__TASK BRIEF__
For this exercise, return exactly the lines of the material below that begin at the one with "written like (55,201)." and stop after the one with "Target: front wheel".

__MATERIAL SHOWN__
BEGIN

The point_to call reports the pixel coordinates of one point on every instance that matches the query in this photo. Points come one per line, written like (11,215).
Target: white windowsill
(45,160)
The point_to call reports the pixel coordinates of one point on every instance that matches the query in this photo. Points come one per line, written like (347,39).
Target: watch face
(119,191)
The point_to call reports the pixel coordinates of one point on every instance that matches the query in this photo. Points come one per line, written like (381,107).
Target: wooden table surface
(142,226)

END
BEGIN

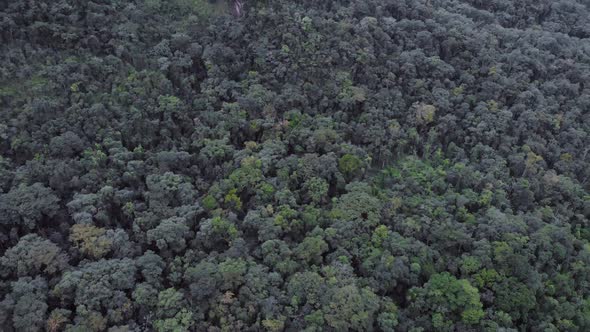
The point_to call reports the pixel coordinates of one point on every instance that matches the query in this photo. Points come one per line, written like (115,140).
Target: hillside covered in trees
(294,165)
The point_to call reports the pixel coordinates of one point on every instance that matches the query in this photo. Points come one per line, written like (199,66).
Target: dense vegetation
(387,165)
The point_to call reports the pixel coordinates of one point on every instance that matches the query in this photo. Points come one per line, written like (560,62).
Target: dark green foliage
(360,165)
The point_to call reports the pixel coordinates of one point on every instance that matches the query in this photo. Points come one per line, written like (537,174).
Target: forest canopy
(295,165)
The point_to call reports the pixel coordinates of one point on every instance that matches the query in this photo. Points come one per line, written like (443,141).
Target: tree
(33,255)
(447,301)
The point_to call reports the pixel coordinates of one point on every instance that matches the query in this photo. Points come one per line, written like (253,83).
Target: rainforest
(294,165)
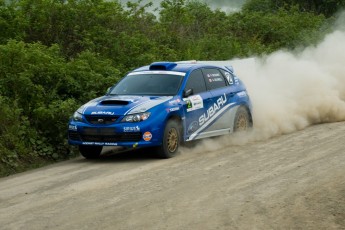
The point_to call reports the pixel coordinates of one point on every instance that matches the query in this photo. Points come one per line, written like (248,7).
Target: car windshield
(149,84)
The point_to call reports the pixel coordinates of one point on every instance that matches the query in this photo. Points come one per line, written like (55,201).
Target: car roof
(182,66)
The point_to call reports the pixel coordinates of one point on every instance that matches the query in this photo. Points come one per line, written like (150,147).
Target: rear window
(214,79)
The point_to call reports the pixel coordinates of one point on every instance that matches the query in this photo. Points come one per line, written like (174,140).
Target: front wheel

END

__REPLY__
The point_to call reports the pixel coordinates of one point on every instance that matches the query in this photo. Points come one per line, written like (55,201).
Target: car roof
(182,66)
The point_to call reports the pixel coordinates of one point on every instance that matches the query in this photo. Points come one per line, written like (150,147).
Target: rear window
(214,79)
The point_to call reports the pixel coordinates of one point on every instance that matches the query in this photo. Points come one per line, written like (174,140).
Target: front wheel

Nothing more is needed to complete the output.